**Exercise objective:** An exact copy of every record below is needed, with the pictures left out.

= Beginning of Section =

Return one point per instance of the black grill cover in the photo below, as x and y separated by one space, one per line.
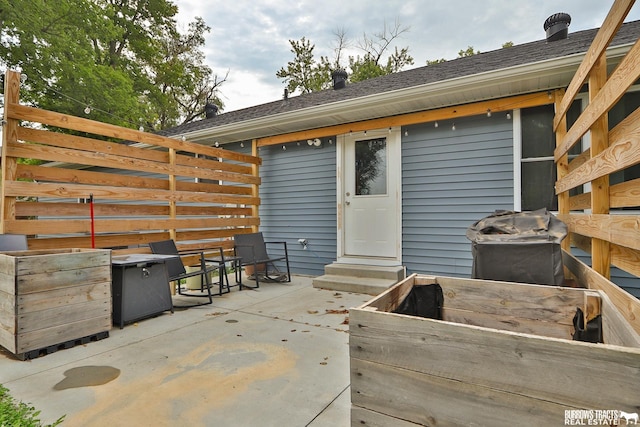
521 247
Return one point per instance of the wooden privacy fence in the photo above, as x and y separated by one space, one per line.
597 222
145 187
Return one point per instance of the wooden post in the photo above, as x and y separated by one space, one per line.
255 188
600 249
562 167
172 188
9 137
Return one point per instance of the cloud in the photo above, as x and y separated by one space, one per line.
250 38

= End of Section =

**Written answer:**
Return one point per instance of the black grill cover in the photo below, as x and y separated by one space, one per line.
521 247
Return one point per instance of the wooden privacy fence in the photo above, as x and y separated by one space, one per line.
597 222
145 187
Return one point per instance of the wooden post in the photo above, as x and y separated by one space, one per line.
255 188
600 249
562 167
172 188
9 137
Return one point per instance of the cloud in the photo above, as x and y separated by one space, one per line.
250 38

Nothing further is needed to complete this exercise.